## Start

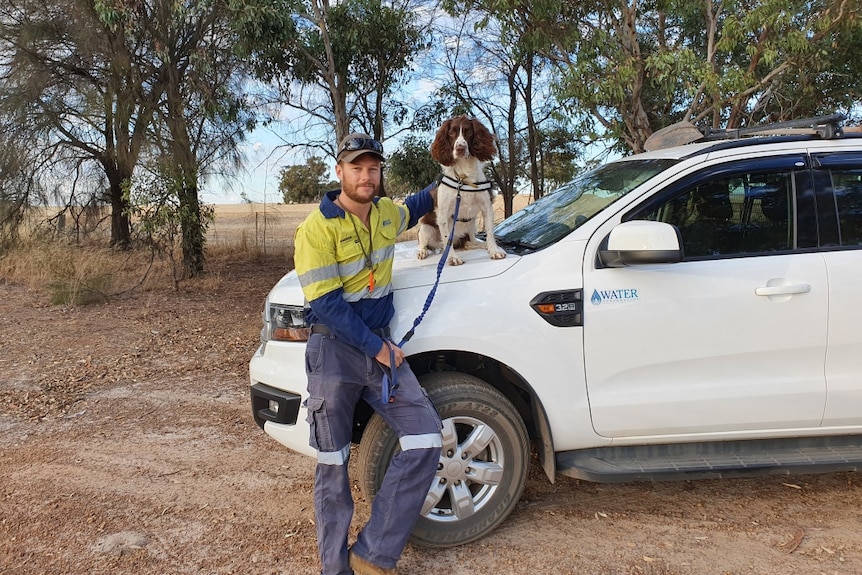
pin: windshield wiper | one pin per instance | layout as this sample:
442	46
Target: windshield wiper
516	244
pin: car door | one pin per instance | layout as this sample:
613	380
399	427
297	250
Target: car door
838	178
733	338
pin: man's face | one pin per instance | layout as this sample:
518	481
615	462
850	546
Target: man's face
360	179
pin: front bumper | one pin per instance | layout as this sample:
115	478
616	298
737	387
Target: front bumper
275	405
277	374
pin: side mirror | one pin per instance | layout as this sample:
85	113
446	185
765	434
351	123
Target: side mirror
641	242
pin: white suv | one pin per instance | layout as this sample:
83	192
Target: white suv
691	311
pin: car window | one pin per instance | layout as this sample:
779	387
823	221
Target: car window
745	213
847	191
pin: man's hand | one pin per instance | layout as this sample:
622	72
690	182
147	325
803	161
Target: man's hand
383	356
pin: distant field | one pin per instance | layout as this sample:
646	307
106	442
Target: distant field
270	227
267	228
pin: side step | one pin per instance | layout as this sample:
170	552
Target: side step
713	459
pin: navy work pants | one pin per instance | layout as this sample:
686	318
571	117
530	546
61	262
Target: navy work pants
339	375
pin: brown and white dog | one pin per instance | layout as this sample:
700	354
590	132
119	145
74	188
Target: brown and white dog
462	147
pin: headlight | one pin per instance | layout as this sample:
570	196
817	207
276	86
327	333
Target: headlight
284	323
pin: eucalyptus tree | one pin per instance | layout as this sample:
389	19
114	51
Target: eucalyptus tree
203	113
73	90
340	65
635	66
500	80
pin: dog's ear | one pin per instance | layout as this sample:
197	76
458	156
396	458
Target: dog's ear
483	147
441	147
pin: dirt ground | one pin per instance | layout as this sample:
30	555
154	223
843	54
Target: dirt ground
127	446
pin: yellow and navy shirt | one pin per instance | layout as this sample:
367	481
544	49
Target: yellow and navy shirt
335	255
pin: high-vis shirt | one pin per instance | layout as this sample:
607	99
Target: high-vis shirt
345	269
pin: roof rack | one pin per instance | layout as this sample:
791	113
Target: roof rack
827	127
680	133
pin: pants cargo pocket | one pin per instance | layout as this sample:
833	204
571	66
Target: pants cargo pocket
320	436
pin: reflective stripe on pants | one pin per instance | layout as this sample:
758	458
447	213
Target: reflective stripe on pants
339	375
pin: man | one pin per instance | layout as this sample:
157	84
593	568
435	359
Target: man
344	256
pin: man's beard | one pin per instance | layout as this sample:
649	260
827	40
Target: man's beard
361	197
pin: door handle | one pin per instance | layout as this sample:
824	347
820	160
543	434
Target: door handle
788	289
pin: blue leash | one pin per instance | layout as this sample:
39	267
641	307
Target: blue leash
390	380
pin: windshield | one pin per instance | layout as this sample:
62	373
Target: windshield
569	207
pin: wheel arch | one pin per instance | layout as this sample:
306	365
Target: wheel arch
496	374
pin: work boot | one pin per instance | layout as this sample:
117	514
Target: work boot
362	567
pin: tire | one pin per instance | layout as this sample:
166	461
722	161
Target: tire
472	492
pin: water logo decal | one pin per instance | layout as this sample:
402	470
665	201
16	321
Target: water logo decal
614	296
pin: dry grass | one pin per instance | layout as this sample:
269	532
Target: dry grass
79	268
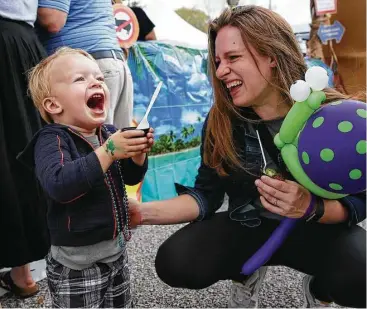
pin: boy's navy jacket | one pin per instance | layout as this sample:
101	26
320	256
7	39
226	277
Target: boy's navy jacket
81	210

## End

Rewrite the entries starting at the line containing "pin: work boot" and ending at the end of the entries, leaving out the picture line. Keep every other line, including the sample figures, but multiply each answer coordinate by 1.75 and round to whole numbers, with halves rounded up.

pin: work boot | one pin per instance | layout as this sample:
117	514
Target: work boot
634	992
pin: tire | one pin per instance | layout as this sample:
166	461
722	161
Target: tire
826	861
pin: water logo decal | one pin per instance | layout as this sample:
402	470
665	201
16	321
Target: water logo decal
1075	518
pin: dry grass | one pin per instance | layout as this sample:
269	532
Target: dry grass
138	469
pin: boy's navy jacket | one pin per instance | layout as this sample:
101	26
320	256
7	39
226	277
Target: boy's navy jacket
142	368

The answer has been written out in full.